Requirement:
The line containing "Expected behaviour: mark a point on the dock" marks the end: write out exactly every line from the first line of the data below through that line, and only those.

Start of Block

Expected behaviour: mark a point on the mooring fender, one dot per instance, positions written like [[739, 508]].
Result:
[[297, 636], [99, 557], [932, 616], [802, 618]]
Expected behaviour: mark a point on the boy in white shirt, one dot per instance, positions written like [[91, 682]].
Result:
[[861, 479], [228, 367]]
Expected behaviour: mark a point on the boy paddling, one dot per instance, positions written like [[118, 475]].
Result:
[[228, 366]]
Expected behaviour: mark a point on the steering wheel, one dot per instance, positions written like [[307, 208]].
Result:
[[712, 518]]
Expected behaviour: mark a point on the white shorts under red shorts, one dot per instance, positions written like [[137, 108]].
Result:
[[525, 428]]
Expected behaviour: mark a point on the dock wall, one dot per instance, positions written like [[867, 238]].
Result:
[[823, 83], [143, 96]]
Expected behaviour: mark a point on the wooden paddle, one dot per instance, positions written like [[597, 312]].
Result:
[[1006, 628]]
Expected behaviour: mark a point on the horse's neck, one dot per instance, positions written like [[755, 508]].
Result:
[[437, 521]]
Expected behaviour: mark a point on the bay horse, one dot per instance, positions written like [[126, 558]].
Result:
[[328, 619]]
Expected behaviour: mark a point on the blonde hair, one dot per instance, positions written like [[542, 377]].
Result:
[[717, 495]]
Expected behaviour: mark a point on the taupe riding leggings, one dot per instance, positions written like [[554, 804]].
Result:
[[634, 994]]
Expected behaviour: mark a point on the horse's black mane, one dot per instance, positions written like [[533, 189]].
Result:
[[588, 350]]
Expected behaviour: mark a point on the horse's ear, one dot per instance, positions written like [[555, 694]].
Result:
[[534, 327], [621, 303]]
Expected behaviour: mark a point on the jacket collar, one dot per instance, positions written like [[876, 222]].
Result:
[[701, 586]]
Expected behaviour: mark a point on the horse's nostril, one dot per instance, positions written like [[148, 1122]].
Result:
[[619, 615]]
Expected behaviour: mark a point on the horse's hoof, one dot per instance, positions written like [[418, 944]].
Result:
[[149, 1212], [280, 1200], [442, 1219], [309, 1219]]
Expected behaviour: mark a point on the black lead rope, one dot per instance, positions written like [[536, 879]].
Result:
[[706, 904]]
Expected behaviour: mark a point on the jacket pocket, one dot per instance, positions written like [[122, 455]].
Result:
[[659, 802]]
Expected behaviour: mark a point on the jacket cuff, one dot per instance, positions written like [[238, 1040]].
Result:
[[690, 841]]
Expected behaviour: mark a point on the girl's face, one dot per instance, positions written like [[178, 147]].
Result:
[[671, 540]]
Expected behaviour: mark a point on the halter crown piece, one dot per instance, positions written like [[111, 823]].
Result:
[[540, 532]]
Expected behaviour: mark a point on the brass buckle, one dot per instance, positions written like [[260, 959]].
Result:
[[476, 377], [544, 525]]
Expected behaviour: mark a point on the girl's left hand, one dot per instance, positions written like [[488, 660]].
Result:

End of Block

Exercise result:
Expected behaviour: mark a point on the mooring fender, one dot per instance, positions written like [[739, 508]].
Result:
[[297, 636], [99, 557], [932, 616], [802, 618]]
Expected behaviour: mark a point on the boy in white shirt, one dot per instance, positions written like [[91, 682]].
Result:
[[861, 479], [228, 367]]
Expected behaviour: mark a point on the boy paddling, one dot per instance, positions written like [[118, 475]].
Result:
[[228, 366]]
Expected behaviour: mark a point on the steering wheel, one dot per instance, positions written like [[307, 208]].
Result:
[[712, 518]]
Expected behaviour: mark a point on the white shorts under red shorts, one dot per instance, positions written like [[137, 108]].
Result:
[[525, 428]]
Expected behaviour: mark a point on the dock wall, one dot per instance, positions written like [[867, 238]].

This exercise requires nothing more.